━━━━━ Input data ━━━━━

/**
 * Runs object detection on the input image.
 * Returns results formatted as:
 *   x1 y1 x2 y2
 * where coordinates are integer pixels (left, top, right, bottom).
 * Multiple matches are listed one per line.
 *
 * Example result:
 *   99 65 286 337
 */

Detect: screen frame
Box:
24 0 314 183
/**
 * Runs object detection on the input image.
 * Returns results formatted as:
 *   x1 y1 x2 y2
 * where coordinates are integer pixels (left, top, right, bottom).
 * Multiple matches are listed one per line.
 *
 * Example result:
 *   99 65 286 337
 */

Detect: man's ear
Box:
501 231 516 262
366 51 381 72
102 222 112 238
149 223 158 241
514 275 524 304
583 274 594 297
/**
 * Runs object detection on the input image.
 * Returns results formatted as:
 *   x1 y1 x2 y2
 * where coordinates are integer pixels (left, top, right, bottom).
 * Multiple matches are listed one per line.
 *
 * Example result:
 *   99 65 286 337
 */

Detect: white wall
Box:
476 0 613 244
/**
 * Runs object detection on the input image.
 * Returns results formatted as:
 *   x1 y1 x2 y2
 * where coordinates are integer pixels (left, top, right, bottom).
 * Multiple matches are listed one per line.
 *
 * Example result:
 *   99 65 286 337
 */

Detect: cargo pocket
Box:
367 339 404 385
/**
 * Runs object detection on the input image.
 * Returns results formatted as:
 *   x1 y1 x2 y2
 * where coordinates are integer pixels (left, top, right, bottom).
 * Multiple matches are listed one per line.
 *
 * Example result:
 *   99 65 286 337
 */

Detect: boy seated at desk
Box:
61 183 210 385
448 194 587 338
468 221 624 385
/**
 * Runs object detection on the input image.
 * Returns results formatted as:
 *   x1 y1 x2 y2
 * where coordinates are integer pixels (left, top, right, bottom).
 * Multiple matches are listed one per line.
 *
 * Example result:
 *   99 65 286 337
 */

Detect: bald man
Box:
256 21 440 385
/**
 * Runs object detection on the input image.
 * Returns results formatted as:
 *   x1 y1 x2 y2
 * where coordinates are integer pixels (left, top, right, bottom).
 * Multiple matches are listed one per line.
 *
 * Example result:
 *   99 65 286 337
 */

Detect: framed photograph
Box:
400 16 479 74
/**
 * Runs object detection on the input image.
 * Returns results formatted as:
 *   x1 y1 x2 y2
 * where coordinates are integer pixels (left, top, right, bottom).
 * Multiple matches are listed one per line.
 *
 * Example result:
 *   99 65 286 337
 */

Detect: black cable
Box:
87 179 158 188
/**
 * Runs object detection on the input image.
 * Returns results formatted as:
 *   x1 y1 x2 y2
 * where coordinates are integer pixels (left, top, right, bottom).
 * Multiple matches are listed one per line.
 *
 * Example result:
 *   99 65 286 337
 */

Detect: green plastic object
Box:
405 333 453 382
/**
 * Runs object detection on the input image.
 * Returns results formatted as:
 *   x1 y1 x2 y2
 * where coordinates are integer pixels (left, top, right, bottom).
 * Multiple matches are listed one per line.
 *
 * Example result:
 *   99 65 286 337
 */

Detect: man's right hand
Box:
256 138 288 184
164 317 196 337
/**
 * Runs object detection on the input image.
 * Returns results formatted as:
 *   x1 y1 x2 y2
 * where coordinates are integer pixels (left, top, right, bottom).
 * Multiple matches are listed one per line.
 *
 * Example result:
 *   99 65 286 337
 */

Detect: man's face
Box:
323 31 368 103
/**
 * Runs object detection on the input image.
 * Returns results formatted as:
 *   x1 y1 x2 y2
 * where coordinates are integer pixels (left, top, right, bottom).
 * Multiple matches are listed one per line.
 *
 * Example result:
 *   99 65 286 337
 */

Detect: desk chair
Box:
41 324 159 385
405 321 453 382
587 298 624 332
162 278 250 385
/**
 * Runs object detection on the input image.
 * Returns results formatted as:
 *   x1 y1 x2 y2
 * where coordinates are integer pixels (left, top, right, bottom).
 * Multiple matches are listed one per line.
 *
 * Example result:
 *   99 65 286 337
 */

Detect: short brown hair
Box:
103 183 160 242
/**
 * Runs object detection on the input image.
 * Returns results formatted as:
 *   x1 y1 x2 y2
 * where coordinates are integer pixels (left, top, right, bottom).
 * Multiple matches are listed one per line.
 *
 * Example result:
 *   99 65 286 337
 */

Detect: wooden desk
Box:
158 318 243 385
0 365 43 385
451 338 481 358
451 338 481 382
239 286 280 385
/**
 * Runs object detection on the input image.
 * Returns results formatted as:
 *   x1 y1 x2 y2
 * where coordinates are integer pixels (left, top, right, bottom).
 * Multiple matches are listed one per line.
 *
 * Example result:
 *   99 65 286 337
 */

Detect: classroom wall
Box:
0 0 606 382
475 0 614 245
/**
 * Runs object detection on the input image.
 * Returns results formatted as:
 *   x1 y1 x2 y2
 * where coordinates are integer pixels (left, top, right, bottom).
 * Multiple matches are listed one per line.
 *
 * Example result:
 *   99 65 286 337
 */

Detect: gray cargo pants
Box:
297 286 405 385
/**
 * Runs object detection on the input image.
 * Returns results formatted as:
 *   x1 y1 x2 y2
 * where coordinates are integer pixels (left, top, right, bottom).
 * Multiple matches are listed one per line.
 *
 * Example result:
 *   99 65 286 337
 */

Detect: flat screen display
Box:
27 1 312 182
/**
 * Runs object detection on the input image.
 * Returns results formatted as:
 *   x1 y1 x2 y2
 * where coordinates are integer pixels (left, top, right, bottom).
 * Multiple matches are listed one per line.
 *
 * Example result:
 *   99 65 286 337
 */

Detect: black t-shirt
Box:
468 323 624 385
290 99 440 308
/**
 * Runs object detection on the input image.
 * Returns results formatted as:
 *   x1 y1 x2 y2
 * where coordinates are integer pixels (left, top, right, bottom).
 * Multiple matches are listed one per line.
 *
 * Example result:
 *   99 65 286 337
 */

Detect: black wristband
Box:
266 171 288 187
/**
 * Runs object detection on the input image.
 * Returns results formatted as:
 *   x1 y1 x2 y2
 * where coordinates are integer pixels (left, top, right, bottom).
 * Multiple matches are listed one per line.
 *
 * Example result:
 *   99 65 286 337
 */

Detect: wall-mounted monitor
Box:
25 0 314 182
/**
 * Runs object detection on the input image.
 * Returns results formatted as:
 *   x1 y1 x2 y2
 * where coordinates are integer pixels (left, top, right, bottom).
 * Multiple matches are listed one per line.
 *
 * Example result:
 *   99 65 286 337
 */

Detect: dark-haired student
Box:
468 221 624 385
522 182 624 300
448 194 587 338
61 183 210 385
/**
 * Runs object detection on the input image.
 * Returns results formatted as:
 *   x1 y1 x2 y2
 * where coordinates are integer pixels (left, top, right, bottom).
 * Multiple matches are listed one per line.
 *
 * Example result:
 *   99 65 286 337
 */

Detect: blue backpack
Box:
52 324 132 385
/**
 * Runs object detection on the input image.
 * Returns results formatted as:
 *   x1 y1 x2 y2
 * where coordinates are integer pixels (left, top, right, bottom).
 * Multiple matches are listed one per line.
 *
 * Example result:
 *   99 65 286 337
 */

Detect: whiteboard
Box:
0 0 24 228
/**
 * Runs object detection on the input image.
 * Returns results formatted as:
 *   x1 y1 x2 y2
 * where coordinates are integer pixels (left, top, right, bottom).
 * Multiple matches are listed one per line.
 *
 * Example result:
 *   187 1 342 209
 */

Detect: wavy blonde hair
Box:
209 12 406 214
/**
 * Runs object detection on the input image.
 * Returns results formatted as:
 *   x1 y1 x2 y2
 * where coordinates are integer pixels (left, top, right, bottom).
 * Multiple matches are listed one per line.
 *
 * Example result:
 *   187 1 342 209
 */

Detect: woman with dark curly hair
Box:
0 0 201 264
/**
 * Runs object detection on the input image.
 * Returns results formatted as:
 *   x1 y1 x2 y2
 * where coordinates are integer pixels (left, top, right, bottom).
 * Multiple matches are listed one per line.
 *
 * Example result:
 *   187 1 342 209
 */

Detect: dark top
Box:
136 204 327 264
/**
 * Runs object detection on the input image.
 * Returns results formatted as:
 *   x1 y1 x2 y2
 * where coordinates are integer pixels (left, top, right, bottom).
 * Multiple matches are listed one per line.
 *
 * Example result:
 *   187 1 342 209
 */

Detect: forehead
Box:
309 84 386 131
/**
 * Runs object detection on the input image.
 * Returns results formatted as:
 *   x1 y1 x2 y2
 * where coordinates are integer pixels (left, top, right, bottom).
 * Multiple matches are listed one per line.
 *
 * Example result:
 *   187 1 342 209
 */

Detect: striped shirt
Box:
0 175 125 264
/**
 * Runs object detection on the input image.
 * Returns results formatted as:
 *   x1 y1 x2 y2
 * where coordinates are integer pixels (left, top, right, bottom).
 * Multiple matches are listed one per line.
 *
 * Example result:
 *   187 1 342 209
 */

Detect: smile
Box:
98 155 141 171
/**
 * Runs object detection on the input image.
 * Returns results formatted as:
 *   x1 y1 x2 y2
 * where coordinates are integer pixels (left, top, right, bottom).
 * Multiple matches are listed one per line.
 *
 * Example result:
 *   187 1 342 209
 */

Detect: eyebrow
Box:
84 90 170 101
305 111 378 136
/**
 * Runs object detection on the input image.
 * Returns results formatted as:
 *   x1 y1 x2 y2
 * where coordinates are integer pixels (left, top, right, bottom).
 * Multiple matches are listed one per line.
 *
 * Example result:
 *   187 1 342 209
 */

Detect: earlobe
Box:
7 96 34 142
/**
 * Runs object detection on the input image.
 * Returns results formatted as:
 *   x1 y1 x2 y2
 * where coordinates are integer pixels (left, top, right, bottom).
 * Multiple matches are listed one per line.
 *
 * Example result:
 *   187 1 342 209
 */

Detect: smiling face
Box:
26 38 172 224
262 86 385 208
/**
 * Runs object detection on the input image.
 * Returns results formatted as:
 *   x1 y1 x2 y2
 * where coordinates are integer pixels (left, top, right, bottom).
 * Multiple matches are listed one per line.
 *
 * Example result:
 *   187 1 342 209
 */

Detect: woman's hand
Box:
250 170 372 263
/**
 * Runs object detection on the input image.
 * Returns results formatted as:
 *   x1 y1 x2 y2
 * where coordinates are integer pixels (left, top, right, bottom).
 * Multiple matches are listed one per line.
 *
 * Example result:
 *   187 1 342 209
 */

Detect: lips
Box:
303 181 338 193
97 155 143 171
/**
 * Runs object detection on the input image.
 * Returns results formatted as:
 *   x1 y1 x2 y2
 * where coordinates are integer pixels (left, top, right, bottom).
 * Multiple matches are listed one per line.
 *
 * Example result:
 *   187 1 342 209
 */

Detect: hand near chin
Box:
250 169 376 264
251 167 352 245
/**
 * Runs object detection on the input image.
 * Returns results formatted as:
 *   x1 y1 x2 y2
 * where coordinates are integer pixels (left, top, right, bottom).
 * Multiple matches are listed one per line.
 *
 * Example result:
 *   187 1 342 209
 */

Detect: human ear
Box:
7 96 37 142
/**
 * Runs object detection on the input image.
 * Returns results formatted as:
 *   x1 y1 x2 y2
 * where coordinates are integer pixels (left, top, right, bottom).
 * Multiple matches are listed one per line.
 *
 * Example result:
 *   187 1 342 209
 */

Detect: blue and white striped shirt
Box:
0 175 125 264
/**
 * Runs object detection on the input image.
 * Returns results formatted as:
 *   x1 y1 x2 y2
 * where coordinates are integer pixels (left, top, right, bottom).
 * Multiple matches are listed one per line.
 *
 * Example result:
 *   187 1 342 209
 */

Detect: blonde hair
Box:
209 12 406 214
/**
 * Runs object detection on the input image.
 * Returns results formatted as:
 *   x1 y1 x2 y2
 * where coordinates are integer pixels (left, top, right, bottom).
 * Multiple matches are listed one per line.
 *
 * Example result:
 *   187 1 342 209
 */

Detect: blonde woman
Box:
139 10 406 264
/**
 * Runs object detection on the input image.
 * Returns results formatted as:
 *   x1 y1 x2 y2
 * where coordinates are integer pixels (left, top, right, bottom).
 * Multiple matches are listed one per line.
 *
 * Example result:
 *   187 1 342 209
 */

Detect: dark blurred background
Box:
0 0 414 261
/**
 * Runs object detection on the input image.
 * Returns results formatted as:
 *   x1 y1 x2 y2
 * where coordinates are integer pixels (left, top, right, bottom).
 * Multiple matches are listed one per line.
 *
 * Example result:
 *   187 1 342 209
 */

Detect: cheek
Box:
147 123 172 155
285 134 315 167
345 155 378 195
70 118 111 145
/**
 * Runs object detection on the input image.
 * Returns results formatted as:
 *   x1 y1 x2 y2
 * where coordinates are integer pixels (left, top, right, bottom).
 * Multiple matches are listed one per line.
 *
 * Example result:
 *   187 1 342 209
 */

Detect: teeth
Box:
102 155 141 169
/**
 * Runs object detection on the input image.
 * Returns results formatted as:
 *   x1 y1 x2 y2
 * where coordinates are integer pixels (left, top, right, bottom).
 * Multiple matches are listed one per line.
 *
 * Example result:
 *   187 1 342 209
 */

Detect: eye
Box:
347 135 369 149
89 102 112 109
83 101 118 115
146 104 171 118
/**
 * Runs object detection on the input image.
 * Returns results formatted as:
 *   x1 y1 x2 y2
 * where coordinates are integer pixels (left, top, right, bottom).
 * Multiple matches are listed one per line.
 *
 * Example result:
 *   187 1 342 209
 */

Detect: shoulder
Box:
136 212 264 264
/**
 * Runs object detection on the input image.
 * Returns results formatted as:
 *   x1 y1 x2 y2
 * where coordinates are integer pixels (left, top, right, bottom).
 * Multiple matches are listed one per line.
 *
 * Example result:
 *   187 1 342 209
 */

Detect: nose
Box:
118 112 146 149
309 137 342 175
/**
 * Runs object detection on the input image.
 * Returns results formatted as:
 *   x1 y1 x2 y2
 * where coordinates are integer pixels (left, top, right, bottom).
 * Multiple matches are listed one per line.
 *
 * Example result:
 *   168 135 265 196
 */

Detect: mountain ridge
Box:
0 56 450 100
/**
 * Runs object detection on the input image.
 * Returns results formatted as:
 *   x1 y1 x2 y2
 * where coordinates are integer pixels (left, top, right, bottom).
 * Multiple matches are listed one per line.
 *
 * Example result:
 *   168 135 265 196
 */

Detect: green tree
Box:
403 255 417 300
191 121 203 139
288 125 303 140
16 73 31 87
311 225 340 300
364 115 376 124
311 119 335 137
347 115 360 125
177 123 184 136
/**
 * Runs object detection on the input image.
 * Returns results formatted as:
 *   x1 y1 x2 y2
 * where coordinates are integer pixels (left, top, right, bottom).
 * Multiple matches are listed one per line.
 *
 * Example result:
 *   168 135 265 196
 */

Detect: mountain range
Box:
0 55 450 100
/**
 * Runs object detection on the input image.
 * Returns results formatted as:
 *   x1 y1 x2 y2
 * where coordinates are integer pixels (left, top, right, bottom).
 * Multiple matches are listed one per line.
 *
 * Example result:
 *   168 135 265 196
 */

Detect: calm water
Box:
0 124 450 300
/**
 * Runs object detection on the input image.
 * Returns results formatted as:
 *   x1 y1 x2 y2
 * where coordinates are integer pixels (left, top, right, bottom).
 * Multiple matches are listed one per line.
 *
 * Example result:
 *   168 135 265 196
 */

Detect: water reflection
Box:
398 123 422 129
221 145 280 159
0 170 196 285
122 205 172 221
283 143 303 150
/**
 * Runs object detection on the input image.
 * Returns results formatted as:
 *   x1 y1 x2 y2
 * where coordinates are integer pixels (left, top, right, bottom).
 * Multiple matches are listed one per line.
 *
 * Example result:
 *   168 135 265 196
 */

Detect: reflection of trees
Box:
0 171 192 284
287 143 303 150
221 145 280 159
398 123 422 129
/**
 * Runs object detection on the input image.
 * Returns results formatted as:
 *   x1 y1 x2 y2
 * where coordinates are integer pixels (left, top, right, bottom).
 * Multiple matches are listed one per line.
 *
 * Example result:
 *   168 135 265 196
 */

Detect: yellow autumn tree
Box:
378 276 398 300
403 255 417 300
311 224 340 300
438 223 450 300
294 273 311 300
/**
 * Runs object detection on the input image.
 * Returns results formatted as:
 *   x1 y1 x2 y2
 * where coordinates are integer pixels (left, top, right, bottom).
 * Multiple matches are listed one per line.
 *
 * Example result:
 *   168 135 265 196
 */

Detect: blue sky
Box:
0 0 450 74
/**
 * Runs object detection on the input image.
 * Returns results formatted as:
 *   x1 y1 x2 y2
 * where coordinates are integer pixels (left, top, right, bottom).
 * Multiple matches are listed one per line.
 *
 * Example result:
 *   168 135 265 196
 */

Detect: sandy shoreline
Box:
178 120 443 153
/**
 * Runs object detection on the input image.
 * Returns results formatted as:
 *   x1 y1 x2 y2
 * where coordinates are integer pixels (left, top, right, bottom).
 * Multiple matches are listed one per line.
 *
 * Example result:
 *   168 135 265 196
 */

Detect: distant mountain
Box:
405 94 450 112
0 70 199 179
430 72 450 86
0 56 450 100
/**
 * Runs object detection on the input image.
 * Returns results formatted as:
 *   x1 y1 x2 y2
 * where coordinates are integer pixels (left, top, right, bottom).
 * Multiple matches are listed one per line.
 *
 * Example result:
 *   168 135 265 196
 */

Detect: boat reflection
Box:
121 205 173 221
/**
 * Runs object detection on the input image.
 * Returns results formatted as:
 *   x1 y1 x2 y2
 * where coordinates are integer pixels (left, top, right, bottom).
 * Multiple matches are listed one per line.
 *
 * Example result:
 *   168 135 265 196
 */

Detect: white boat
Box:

━━━━━

* Your objective *
Starting from the first line of the rows and stopping after the line that contains "24 0 314 183", lay out each line as one string in a JSON list, omitting blank lines.

* Exercise result *
[
  "/**",
  " * Runs object detection on the input image.",
  " * Returns results formatted as:",
  " *   x1 y1 x2 y2",
  " * where coordinates are integer pixels (left, top, right, bottom).",
  " * Multiple matches are listed one per line.",
  " *",
  " * Example result:",
  " *   99 65 286 337",
  " */",
  "Detect: screen frame",
  "Box:",
  "24 0 314 183"
]